— start —

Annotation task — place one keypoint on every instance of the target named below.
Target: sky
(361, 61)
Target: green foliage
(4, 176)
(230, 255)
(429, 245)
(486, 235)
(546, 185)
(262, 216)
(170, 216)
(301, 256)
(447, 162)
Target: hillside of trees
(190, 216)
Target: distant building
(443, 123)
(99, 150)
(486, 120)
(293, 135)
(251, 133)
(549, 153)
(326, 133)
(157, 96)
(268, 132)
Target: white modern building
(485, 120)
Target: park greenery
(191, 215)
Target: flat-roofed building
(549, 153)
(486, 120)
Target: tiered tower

— end —

» What you should do
Put the lines of the material above into a JSON list of strings, one string per line and no blank lines, starting at the line that contains "Target: hillside of trees" and running through the end of the material, with both of those lines included.

» The reply
[
  "Target: hillside of trees",
  "(190, 216)",
  "Target: distant building",
  "(443, 123)",
  "(99, 150)",
  "(486, 120)",
  "(293, 135)",
  "(251, 133)",
  "(549, 153)",
  "(326, 133)",
  "(157, 96)",
  "(268, 132)",
  "Target: white modern building",
  "(485, 120)",
  "Target: park greenery",
  "(191, 215)",
  "Target: flat-roofed building",
  "(549, 153)",
  "(486, 120)",
  "Target: tiered tower"
]